● PROMPT 1:
In the passage about the MD Anderson HIPAA ruling, what devices held the data at issue?
● PROMPT 2:
Continue the passage about HIPAA coverage of research data from its final sentence.

On June 1, 2018, an OCR ALJ decision imposed civil monetary penalties against the University of Texas MD Anderson Cancer Center for data that was on two lost thumb drives and a stolen laptop. MD Anderson had challenged the original determination by OCR that the data was improperly accessed, used or disclosed. They also appear to have put forth an argument that the data was research information and therefore not subject to HIPAA. The ALJ’s decision indicated the information was ePHI subject to HIPAA. Could there be an instance where individually identifiable health information created or received for a research project at an academic medical center is not PHI? Absolutely, but it generally depends on the legal status of the entity creating, maintaining or receiving the data.
In fact, the same data about the same patient/subject held by different components of the same legal entity could potentially be covered by HIPAA in the hands of one component and not covered by HIPAA in the hands of another component. If the entity meets the definition of a covered entity under HIPAA, generally any individually identifiable health information created, maintained or received by the entity is considered PHI. One exception is if the organization has declared itself as a hybrid entity. Under the hybrid designation, the organization must identify what functions, business units or other components are within its health care component and thus covered by the HIPAA regulations. The remaining business units and components would be considered outside the covered component and not subject to HIPAA.

● RECORD EXTRACTS:
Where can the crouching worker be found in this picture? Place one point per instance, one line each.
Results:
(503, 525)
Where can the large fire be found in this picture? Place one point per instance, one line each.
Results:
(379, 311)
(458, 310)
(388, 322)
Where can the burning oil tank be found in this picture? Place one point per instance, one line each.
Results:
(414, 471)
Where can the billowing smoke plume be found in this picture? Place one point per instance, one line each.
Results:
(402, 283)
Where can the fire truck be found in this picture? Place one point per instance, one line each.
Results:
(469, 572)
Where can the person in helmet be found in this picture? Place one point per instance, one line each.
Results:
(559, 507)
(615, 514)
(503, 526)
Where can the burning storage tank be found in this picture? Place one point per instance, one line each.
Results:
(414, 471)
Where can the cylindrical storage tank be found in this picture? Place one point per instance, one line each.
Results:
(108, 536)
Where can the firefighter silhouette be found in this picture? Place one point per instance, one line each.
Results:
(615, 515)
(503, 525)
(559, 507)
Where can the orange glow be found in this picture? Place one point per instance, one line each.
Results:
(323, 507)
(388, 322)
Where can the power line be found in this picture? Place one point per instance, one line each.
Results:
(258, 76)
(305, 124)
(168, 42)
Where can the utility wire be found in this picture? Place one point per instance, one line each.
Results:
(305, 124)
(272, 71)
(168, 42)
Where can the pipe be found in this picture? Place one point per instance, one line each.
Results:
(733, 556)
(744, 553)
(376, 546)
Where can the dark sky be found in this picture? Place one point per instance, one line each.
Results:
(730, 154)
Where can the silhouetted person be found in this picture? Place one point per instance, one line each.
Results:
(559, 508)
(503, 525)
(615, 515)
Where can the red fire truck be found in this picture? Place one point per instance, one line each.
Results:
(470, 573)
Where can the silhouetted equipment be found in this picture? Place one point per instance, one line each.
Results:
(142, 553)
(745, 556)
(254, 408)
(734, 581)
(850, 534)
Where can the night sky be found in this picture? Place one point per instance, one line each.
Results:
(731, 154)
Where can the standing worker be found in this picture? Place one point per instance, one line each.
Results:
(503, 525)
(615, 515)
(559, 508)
--
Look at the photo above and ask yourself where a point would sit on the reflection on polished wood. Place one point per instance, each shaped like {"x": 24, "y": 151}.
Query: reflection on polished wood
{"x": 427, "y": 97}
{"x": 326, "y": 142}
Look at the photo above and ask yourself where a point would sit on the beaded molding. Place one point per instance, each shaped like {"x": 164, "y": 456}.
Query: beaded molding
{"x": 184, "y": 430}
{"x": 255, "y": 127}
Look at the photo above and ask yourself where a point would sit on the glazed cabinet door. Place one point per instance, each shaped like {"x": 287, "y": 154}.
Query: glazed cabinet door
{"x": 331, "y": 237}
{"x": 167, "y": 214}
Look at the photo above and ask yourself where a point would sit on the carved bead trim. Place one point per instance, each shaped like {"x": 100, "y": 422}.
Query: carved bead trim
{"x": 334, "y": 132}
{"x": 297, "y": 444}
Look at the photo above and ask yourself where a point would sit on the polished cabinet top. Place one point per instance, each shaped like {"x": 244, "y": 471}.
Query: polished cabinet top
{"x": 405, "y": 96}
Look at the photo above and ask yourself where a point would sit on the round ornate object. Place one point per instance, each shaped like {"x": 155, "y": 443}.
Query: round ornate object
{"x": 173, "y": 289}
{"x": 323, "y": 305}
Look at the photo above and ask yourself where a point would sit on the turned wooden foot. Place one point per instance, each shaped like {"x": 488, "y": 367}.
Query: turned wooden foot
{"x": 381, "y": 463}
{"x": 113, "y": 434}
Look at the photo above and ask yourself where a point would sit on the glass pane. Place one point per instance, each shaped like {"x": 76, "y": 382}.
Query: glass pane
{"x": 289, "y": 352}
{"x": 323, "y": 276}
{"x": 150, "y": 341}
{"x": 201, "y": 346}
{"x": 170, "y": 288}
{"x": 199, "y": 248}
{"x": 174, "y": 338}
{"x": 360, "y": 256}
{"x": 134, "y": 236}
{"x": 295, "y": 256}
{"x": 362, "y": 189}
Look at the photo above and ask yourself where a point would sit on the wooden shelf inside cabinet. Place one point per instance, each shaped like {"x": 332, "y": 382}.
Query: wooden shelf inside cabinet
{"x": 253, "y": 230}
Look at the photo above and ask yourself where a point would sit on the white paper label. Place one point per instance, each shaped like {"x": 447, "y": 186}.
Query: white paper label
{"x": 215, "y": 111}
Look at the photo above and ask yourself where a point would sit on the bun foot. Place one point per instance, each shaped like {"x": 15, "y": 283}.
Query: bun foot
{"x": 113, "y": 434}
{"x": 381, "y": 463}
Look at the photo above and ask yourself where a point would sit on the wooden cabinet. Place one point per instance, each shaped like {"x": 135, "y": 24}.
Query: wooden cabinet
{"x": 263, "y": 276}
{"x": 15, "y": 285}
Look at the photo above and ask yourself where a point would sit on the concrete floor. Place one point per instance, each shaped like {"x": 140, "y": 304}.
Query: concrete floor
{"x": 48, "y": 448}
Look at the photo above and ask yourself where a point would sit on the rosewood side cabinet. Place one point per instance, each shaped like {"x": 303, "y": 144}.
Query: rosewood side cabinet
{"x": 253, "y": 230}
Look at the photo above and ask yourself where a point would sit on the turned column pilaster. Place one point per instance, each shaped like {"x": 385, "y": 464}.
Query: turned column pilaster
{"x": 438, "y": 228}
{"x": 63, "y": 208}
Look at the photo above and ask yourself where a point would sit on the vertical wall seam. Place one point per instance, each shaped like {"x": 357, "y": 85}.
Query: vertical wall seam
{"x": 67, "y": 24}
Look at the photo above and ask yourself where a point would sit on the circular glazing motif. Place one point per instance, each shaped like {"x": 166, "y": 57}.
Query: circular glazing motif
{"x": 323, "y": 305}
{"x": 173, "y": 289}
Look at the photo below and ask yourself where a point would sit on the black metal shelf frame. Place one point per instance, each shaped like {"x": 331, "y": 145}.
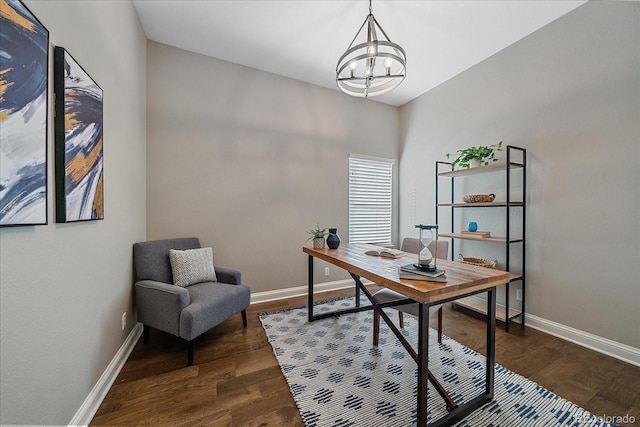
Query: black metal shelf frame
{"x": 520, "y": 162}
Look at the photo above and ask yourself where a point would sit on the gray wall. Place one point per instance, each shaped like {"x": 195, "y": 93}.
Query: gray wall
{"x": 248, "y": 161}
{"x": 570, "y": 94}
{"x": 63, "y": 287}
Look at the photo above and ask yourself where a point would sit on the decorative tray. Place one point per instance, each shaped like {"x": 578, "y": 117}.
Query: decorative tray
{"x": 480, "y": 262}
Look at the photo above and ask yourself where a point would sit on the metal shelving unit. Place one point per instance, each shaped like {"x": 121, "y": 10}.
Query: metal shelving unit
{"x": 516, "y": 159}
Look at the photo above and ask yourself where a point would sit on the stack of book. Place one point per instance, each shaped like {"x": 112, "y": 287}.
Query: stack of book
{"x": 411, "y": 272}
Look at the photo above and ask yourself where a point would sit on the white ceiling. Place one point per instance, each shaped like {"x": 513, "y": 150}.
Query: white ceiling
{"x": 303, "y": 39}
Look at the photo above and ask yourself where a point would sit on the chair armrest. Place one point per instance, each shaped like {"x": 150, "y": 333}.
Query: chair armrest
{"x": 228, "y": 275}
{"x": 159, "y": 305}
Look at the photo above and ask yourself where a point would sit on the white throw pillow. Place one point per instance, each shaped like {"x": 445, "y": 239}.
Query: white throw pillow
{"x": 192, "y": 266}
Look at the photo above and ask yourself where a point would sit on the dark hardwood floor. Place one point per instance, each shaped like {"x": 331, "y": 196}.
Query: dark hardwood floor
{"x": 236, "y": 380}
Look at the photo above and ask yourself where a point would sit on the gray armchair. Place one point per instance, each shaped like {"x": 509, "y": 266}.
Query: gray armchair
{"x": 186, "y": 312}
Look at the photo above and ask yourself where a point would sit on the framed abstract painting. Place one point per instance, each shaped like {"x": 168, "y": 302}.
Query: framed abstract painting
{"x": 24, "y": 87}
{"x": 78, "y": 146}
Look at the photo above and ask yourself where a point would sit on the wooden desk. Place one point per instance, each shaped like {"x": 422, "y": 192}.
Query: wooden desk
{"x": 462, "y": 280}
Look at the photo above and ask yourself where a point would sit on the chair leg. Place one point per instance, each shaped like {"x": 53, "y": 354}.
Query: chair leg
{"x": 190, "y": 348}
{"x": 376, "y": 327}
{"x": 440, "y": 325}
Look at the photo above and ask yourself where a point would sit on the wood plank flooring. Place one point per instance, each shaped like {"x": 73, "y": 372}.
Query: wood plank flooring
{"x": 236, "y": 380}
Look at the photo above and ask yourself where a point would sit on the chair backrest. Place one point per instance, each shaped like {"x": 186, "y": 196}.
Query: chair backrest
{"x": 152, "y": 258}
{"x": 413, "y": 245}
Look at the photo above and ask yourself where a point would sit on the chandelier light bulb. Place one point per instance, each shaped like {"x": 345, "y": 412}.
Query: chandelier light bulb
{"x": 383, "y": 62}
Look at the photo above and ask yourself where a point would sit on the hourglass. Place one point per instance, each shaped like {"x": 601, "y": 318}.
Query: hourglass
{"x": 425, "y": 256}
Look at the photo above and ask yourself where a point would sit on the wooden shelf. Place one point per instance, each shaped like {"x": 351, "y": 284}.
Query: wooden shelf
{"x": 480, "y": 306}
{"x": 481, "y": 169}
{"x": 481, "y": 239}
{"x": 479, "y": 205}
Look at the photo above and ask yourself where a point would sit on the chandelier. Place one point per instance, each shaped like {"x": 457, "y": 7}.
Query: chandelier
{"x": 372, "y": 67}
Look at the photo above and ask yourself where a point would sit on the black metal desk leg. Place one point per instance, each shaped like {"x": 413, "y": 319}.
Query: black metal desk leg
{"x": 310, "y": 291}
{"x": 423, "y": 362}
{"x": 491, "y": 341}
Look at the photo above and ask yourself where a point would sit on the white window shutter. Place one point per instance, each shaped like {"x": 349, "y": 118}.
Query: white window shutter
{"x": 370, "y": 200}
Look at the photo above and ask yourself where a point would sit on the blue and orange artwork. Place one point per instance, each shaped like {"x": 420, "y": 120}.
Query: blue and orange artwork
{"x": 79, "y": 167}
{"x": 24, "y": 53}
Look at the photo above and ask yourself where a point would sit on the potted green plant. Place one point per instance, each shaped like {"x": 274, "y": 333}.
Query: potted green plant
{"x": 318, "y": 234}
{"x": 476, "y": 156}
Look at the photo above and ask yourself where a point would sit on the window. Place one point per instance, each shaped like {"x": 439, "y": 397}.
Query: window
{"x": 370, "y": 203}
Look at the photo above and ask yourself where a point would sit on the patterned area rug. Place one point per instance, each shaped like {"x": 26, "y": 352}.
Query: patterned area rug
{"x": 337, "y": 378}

● ANSWER BOX 1:
Two lost thumb drives and a stolen laptop.

● ANSWER BOX 2:
If the organization designates research outside the healthcare component, then the data held for purposes of the research project in the business unit that is outside of the healthcare component would not be PHI. However, this can get tricky. If the researcher enrolls a subject and has a screening or other diagnostic test performed on the subject and that service is performed by the covered component, then the subject’s individually identifiable information in the hands of the covered component would be PHI. This would also be true of any data collected by the covered component in the normal course of treating the patient/subject the researcher may wish to access. Once the data is disclosed to the researcher under an authorization or other HIPAA exception, the data would no longer be PHI in the hands of the researcher. So, the exact same data has a different status as it relates to HIPAA.
The question of whether individually identifiable health information is PHI is not related to the reason for which is was created, maintained or received but rather the nature of the entity that creates, maintains or receives it. If the entity is a covered entity or the health care component of a hybrid entity under HIPAA the data is PHI. A single legal entity that engages in covered functions under HIPAA but also engages in other activity that would not be considered covered functions can designate itself as a hybrid entity under HIPAA. But if the entity elects not to make this designation or designates research as inside the healthcare component, then any individually identifiable health information the organization holds is PHI.
It appears from the ALJ’s decision MD Anderson did not make such a designation. The ALJ specifically references the regulatory section of HIPAA that discusses the hybrid entity designation. However, interestingly the ALJ also stated, “I make no findings regarding whether Respondent could have availed itself of this option and exempt certain ePHI from non-disclosure requirements. Suffice it today that Respondent does not argue it made any effort to do so.”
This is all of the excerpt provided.